What to produce: Return every line of the records that contains the word "black". Treat uppercase and lowercase letters as different.

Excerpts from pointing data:
==*==

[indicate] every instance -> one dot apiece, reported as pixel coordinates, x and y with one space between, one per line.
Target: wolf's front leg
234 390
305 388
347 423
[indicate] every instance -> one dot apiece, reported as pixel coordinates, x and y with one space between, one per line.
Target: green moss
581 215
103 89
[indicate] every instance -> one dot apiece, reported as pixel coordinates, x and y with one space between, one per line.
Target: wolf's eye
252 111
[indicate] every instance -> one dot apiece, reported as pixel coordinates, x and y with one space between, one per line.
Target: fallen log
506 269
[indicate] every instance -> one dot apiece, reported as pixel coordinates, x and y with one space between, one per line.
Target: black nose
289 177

==*==

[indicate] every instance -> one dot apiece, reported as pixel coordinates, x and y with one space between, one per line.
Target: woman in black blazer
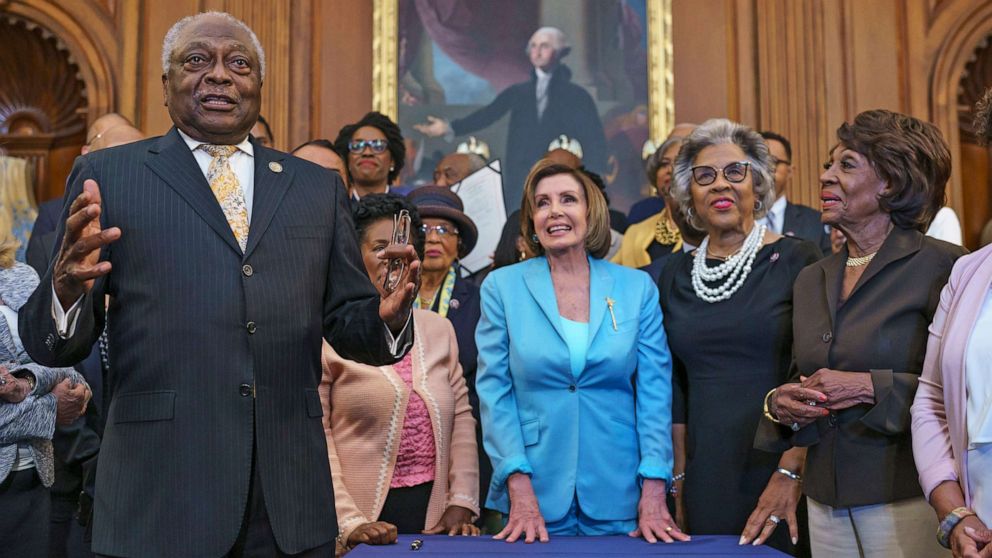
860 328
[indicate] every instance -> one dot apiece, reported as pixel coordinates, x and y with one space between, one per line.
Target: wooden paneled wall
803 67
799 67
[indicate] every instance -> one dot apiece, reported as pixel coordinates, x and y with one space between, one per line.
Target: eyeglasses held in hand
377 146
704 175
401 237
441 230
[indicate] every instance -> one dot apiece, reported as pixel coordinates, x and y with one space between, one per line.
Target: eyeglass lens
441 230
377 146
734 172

==*==

Finished answer:
Target: black nose
Target: woman in black blazer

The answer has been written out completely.